• _Goal of the exercise_
Nothing but a number should be returned: the count of lines in the records that contain "nose".

• _Given entries_
┌────────

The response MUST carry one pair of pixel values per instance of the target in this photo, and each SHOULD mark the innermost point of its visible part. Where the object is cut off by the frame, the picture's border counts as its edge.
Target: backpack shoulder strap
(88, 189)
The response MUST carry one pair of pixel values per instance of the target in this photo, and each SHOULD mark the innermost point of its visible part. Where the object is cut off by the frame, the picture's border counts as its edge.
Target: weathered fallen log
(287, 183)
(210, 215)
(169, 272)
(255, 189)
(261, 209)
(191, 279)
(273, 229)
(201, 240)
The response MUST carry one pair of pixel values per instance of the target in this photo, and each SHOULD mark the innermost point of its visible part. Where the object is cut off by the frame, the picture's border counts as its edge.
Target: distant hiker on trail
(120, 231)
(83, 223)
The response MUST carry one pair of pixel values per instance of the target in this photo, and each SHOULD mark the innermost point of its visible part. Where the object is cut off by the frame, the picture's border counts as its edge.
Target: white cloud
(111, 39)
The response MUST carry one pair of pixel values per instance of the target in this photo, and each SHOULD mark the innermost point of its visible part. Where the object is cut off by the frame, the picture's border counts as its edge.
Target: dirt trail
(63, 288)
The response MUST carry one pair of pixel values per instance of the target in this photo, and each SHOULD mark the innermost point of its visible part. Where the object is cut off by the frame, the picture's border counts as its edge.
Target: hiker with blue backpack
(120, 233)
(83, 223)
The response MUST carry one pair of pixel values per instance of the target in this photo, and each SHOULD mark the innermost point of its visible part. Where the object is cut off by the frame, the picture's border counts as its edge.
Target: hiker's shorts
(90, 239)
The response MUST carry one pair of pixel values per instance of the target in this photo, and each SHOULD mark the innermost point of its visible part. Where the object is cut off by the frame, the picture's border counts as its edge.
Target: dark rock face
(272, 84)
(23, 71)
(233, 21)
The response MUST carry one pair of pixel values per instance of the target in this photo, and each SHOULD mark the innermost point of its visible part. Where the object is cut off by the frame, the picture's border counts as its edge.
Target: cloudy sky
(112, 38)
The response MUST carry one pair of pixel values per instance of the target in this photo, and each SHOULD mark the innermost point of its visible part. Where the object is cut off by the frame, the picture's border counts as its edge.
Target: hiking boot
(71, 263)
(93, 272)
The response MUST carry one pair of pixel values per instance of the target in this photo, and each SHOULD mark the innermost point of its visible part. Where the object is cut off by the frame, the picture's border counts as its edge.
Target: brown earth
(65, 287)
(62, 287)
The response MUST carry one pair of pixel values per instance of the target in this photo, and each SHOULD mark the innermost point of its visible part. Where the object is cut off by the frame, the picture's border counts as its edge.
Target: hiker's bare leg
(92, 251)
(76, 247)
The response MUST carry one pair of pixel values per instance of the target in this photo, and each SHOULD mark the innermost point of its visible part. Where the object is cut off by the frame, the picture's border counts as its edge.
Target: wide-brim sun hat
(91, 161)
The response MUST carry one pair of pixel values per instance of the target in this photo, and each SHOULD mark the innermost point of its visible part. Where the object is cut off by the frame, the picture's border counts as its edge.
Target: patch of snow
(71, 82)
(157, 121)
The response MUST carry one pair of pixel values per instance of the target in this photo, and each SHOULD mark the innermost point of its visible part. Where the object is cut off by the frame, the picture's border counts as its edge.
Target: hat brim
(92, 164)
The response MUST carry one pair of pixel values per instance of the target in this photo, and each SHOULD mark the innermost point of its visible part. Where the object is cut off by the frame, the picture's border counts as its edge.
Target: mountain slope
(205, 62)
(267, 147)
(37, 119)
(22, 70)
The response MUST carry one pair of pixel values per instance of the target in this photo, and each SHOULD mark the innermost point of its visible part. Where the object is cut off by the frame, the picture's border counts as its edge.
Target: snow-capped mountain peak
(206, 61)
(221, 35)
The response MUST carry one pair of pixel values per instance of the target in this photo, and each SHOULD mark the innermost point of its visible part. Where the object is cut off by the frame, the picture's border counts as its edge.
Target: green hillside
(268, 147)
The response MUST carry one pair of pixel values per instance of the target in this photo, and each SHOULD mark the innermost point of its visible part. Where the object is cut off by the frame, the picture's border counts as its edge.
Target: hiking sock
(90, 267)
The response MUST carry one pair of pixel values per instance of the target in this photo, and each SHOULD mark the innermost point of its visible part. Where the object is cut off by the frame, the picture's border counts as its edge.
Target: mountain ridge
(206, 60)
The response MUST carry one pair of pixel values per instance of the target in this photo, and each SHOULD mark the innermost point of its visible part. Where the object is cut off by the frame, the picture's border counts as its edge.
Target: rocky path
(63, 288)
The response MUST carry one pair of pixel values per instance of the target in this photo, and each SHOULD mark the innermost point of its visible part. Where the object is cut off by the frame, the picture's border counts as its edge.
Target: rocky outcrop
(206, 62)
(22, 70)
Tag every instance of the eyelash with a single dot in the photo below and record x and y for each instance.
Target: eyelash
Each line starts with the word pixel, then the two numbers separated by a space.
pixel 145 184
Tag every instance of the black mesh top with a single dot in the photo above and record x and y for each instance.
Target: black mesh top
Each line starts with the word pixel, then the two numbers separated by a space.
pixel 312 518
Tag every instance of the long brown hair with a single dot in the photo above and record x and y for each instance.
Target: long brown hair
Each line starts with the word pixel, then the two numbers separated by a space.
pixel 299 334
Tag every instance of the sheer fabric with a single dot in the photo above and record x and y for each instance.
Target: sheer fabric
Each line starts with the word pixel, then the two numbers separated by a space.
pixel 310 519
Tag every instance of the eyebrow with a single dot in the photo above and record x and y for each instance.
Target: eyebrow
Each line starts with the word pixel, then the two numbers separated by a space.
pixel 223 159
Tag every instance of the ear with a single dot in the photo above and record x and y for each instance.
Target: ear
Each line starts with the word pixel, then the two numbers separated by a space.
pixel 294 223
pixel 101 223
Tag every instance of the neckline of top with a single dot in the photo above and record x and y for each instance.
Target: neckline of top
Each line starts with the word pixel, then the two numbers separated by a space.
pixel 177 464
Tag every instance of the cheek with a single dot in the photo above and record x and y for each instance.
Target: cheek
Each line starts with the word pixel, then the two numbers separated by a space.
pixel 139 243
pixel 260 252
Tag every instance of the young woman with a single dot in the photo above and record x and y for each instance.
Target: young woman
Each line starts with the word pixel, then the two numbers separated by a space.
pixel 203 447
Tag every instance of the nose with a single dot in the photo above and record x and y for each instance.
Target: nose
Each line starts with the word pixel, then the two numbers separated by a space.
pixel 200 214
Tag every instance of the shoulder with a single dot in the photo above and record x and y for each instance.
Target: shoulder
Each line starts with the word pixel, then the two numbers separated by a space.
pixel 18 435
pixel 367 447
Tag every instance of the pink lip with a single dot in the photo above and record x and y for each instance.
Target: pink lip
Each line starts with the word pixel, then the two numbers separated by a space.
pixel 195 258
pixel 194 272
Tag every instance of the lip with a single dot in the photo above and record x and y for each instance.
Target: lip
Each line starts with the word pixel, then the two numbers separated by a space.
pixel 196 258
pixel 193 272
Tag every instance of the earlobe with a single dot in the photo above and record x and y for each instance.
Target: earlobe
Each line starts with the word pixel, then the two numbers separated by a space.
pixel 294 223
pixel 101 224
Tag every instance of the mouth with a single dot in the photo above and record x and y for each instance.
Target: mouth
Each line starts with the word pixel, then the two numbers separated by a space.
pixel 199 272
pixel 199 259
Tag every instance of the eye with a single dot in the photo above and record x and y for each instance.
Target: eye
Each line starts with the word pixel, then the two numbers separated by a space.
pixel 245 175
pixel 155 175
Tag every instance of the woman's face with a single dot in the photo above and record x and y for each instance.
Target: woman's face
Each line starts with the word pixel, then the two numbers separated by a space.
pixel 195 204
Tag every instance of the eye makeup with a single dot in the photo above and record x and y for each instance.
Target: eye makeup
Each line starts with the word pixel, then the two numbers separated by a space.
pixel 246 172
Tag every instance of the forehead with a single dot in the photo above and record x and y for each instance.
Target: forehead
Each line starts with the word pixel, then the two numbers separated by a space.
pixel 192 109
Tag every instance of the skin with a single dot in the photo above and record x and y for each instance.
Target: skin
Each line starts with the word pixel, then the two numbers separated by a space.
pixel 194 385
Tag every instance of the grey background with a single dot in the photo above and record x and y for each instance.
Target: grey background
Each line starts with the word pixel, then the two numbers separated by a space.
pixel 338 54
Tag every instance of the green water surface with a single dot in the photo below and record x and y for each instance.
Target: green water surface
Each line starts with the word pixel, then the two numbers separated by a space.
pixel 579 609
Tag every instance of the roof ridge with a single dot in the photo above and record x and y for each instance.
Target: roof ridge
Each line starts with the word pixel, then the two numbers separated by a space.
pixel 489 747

└────────

• _Output for this task_
2